## Consigne:
Recopiez à l'identique, dans le texte extrait ci-dessous, le passage situé entre « C’est ce même » et « manifesté leur amitié. », ces deux bornes comprises.

## Texte extrait:
C’est ce même amour de Dieu qui nous presse de vivre en communion avec nos frères chrétiens et de progresser avec eux vers l’unité visible des disciples du Christ. Les représentants des communautés chrétiennes nous confirment ici dans notre intention de travailler à cette unité. Ils sont les bienvenus parmi nous, comme des frères. Je salue aussi cordialement les représentants des autres religions qui nous ont manifesté leur amitié.

La mission universelle de l’Église ne peut pas et ne doit pas rester une invocation platonique qui nous donnerait bonne conscience sans nous coûter beaucoup. Elle est enracinée dans la tradition tourangelle depuis saint Martin. Cela ne doit pas rester une belle légende dorée du passé. Ce doit être aujourd’hui un objectif constant de notre Église. La mission a besoin d’ouvriers et d’ouvriers nombreux. Ils sont nombreux les fils et les filles de Touraine qui ont tout quitté pour annoncer l’Évangile et servir les pauvres. Parmi tant d’autres, citons simplement : la bienheureuse Jeanne-Marie de Maillé, la bienheureuse Marie de l’Incarnation Guyart, Mgr François Pallu fondateur des Mission Étrangères de Paris et le père Chevallier fondateur des Missionnaires du Sacré-Cœur d’Issoudun. Je ne me lasserai donc jamais d’appeler des ouvriers pour la mission.

## Lignes de données:
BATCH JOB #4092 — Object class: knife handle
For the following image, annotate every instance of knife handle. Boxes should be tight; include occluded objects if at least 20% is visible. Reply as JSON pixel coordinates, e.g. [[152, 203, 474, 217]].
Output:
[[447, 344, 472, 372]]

## Exercice corrigé:
C’est ce même amour de Dieu qui nous presse de vivre en communion avec nos frères chrétiens et de progresser avec eux vers l’unité visible des disciples du Christ. Les représentants des communautés chrétiennes nous confirment ici dans notre intention de travailler à cette unité. Ils sont les bienvenus parmi nous, comme des frères. Je salue aussi cordialement les représentants des autres religions qui nous ont manifesté leur amitié.